本文抜粋:

· · · · ·

【韓国】「徴用工像のモデルは日本人。撤去しろ」と発言した政治家が名誉毀損で訴えられるも勝訴。地裁「日本人と認識するのは妥当」
『カイカイ反応通信』で見かけた記事(韓国検察「徴用像のモデルが日本人とする妥当な理由がある…名誉毀損ではない」=韓国の反応)。
要約しようかと思ったのですが、割と重要なことが書いてあるので、以下に全訳をお借りしてご紹介します。
◇ ◇ ◇ ◇
(単独)「徴用労働者像のモデルは日本人」…検察「名誉毀損ではない」
原題:[단독]“징용 노동자상 모델은 일본인”…檢 “명예훼손 아니다”
2020.10.19|11:27
●大田地検、キム・ソヨン委員長無嫌疑処分
●「労働者像のモデルを日本人と見るには理由がある」
大田市庁舎前のボラメ公園などに設置されている徴用労働者像をめぐり、「日本人をモデルにした」という主張は名誉毀損ではないとの検察の判断が再び出た。
検察「公共の利益…誹謗の目的ない」
大田地検は19日、「徴用労働者像のモデルは日本人」と主張して名誉毀損の疑いで告訴されたキム・ソヨン党員協議会委員長(国民の力党所属)を「証拠不十分で嫌疑なしとした」と明らかにした。検察は被告訴人のキム委員長の主張は公益のためのものであり、労働者像のモデルが日本人と信じるほどの妥当な理由があると判断した。
検察は「被告訴人が昨年8月、Facebookと報道資料を通じて『貧素でやせ細った徴用像のモデルは朝鮮人ではなく北海道の土木工事現場で虐待を受けた日本人だ。徴用労働者像を撤去すべき』とコメントしたのは認められる」とした。
しかし、検察は「それが公共の利益に関するものである場合は誹謗する目的があるとは見なしがたい」とし「被告訴人の主張は『強制徴用労働者像建立推進委員会』や『全国民主労働組合総連盟(民主労総)』など銅像建立関係機関や団体などを相手に批判的な意見を述べたものとみられ、労働者像を作った告訴人が批判の対象ではないとみられる」と明らかにした。
労働者像の写真、教科書に掲載も
また検察は「被告訴人が主張の根拠とする資料と小学6年の教科書に掲載された写真の中の人物、強制徴用労働者像の人物のそれぞれの容貌的な特徴を見ると、『強制徴用労働者像のモデルは日本人』と信じるほどの妥当な理由がある」と述べた。

· · · · ·

データ内容:
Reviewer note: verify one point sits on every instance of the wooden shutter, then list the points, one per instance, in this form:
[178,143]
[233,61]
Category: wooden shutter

· · · · ·

以下の課題:
• A. 徴用労働者像の記事で、大田地検がキム・ソヨン委員長に下した処分は何か。
• B. 徴用労働者像の記事で、検察がキム委員長の発言に誹謗の目的はないと判断した根拠を説明せよ。
• C. 徴用労働者像の記事を、最後の文の次から書き進めよ。

回答:
• A. 証拠不十分による嫌疑なし(無嫌疑処分)である。

• B. 発言は公共の利益に関するものであり、その場合は誹謗目的があるとは見なしがたいとされた。また、批判の対象は「強制徴用労働者像建立推進委員会」や民主労総など銅像建立の関係機関・団体であり、像を制作した告訴人ではないとみられたためである。

• C.
キム・ソヨン委員長、チェ・ドクヒョ韓国人権ニュース代表、『反日種族主義』の著者の李宇衍落星台経済研究所、チュ・ドンシク地域平等市民連帯代表らは「徴用労働者として知られている写真の中の男性らは日本人をモデルにしたものだ。これは史料として確認され、教育部はこれを認めて(教科書の写真を)修正したと把握している」と主張した。
キム委員長らが主張した男性とは、1926年9月9日の旭川新聞に掲載された「北海道土木工事現場で虐待を受ける人たち」という記事に登場した日本労務者の写真をいう。この写真は2014年から2017年まで韓国史の7種類の教科書に「朝鮮人強制徴用」などという題名で掲載された。

1926年9月9日、日本の旭川新聞に掲載された
「北海道土木工事現場で虐待を受けた人々」というタイトル
の記事に出てきた日本の労働者の写真。
作家夫婦「徴用資料を土台に労働者像を構想」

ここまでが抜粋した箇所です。